* _Requests_
[a] List every business firm named in the Aqua-lung definition page below, noting any former name the page gives for one.
[b] Answer these from the Aqua-lung definition page below:
(i) In what year did Emile Gagnan and Jacques Cousteau develop the aqualung?
(ii) Which French firm held the patent on the original "Aqualung"?
(iii) On which page of The Silent World did the term "aqualung" first appear in print?
[c] Carry on the Aqua-lung definition page below from its final sentence.

* _Page_
^^^^
Definitions

Aqua-lung

Aqua-lung

[ak-wuh-luhng, ah-kwuh-]
Aqualung was the original name for the first open-circuit scuba diving equipment, developed by Emile Gagnan and Jacques Cousteau in 1943. It consists of a high pressure diving cylinder and a diving regulator that supplies the diver with breathing gas at ambient pressure, via a demand valve. Before that, there were a few attempts at constant-flow compressed-air breathing sets.

Trademark issues

Aqualung and Aqua Lung are registered trademarks for SCUBA-diving breathing equipment. That trade name is owned in the United States by the firm Aqua-Lung, formerly known as U.S. Divers.

The French firm Air Liquide held the patent on the original "Aqualung" until the patent expired some time around 1960-63. The term "aqualung" as far as is known first appeared in print on page 3 of Jacques-Yves Cousteau's first book, The Silent World (1953). Public interest in scuba diving began around 1953, in response to a National Geographical Society Magazine article in English-speaking counties, and in France a movie, and perhaps The Silent World. Like with some other registered trademarks, the term "aqualung" became a genericized trademark in English-speaking countries. Presumably lawyers for Cousteau or Air Liquide could have slowed or stopped this genericization by taking prompt action, but this seems not to have been done in Britain, where Siebe Gorman had the British rights to the trade name and the patent.
^^^^
* _Listed records_
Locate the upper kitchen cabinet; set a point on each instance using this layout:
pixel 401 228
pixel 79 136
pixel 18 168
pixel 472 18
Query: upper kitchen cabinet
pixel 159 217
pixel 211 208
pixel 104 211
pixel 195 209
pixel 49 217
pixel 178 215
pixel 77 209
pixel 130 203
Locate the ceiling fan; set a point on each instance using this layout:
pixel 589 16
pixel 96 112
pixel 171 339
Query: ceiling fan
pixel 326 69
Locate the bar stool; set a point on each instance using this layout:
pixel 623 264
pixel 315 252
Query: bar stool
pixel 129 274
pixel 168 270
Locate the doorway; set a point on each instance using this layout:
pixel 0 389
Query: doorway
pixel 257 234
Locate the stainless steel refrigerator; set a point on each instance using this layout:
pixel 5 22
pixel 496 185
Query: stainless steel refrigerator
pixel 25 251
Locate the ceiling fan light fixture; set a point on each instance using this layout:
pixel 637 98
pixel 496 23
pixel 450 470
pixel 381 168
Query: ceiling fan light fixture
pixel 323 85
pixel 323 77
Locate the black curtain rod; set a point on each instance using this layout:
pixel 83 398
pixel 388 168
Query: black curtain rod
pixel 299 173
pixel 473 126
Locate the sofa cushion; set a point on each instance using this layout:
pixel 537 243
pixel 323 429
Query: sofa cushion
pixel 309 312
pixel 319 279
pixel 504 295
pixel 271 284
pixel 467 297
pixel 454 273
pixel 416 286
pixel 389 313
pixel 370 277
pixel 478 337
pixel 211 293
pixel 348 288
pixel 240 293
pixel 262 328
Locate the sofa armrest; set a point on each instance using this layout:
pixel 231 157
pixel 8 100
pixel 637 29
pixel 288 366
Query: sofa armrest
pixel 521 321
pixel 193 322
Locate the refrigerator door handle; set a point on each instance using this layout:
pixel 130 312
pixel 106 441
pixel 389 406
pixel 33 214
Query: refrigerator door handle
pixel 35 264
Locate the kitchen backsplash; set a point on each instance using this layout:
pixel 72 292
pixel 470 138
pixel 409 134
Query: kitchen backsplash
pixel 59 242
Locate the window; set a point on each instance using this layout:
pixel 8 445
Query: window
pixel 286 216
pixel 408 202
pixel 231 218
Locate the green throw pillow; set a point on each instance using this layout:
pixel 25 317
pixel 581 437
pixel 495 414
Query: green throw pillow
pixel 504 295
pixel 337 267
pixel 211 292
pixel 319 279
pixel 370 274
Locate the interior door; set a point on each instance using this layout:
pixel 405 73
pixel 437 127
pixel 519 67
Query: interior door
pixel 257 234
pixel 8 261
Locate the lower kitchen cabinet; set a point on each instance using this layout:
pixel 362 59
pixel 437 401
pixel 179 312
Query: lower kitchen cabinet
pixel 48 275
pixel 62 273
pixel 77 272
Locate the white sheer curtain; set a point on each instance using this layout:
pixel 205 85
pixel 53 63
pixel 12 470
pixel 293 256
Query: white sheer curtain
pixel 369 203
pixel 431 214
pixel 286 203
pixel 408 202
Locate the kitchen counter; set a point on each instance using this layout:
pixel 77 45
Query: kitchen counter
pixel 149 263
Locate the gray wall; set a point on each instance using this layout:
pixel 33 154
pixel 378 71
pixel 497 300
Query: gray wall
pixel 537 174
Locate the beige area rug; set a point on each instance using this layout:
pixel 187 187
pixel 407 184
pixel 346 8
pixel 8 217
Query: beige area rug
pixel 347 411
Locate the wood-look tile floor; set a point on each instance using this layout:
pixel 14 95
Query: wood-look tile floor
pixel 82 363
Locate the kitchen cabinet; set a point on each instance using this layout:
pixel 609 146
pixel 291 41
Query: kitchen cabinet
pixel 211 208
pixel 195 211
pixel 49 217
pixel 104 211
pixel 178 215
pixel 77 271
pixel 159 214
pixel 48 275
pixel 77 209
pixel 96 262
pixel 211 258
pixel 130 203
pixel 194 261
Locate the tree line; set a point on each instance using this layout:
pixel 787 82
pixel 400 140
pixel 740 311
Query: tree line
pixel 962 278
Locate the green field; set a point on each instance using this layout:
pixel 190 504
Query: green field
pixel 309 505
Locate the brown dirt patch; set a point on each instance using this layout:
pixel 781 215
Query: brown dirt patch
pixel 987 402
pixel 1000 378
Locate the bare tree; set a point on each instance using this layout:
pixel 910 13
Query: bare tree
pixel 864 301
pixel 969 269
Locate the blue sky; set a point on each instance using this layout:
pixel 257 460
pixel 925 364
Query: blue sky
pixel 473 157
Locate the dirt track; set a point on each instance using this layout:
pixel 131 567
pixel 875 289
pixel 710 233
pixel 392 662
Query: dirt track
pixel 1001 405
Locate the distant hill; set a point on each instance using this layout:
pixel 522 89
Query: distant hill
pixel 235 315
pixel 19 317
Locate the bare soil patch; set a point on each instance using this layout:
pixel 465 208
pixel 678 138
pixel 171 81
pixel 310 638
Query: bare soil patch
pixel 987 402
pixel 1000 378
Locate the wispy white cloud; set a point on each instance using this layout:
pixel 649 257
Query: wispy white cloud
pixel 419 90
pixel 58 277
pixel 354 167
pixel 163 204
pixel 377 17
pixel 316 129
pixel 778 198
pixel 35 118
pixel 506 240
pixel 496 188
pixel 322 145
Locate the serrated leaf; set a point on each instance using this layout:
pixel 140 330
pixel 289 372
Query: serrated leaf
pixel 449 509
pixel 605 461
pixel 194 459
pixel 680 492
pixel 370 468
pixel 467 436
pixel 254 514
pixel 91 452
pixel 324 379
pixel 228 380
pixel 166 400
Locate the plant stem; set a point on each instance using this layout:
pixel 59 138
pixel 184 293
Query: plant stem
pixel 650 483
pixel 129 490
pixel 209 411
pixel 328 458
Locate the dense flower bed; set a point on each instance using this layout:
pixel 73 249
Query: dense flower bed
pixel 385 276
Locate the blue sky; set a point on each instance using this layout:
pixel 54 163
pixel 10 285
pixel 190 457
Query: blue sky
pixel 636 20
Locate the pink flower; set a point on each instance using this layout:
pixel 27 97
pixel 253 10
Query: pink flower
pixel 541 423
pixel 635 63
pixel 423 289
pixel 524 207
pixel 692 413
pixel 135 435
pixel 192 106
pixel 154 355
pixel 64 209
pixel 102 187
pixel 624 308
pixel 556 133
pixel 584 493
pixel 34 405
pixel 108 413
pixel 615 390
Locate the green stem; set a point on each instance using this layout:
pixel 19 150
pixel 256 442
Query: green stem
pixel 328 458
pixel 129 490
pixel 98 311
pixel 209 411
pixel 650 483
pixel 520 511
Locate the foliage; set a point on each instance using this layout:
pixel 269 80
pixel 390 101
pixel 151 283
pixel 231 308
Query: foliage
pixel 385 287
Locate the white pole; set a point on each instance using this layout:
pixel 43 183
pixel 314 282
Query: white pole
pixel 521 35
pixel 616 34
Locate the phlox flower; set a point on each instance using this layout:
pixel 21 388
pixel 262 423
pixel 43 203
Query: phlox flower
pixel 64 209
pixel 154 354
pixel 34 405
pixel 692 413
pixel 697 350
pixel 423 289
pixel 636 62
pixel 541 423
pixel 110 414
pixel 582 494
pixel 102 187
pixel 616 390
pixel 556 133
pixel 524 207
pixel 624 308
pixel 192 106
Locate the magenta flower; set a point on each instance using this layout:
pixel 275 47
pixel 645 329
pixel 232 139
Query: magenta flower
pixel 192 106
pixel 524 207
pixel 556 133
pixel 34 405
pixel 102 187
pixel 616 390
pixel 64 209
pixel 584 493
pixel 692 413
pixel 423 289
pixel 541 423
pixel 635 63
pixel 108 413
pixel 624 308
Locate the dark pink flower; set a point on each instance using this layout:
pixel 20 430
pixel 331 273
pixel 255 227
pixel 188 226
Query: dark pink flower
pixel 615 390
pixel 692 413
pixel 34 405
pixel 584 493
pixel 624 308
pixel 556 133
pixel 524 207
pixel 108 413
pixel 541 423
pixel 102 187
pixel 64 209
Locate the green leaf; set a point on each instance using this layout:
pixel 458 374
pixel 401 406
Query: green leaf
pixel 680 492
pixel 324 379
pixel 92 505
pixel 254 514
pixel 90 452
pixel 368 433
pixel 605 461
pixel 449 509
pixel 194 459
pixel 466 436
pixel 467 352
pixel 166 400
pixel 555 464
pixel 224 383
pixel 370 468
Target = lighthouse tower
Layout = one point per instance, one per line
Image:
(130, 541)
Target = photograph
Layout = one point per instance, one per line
^^^^
* _Expected outputs_
[a]
Aqua-Lung (formerly known as U.S. Divers)
Air Liquide
Siebe Gorman

[b]
(i) 1943
(ii) Air Liquide
(iii) Page 3

[c]
In the United States the term Aqualung was popularized by the popular television series Sea Hunt, which never said that an aqualung could be called anything else or could be made by anyone else but the company that supplied the fearless Mike Nelson. The word "aqualung" was commonly used in speech and in publications (including the British Sub-Aqua Club's official diving manual) as a term for divers' open-circuit demand-valve-controlled breathing apparatus (even after Air Liquide's patent expired and other manufacturers started making identical equipment), and occasionally also for rebreathers, and in figurative uses such as "the water spider's aqualung of air bubbles". The word got into the Russian language as the generic noun акваланг ("akvalang"). In the United States, U.S. Divers managed to keep "Aqualung" as a trademark, and the acronym "SCUBA" ("Self Contained Underwater Breathing Apparatus", originating in the United States Navy, where it meant a frogman's rebreather) became the generic term for that type of open-circuit breathing set, and soon the acronym SCUBA became a noun — "scuba" — all in lower-case. "Scuba" was a trademark for a time, used by Healthways, now known as Scubapro, one of U.S. Divers' competitors.

Presumably, anyone who uses "aqualung" generically now can expect a polite but firm "cease and desist" letter from a law firm representing U.S. Divers.

Open/closed circuit

The original "Aqua-Lung" was an "open-circuit" design, so called because gas flows from the cylinder, to the diver, out into the water. Other scuba gear, invented earlier than the "Aqua-Lung", are now termed "closed circuit" or "rebreather", as gas flows from the cylinder, to the diver, through a scrubber (which removes carbon dioxide), back to a secondary bag, and back to the diver again, in a relatively closed loop; this design is commonly called a rebreather and its old pure-oxygen form is regarded as archaic and risky.

"Tadpoles"

In the early years of scuba diving in Britain, "tadpole" as a nickname for a type of diving gear had two meanings:

  • A type of ex-RAF pilot's oxygen cylinder with a tapering end, which was often used as an aqualung cylinder in the 1960's and earlier.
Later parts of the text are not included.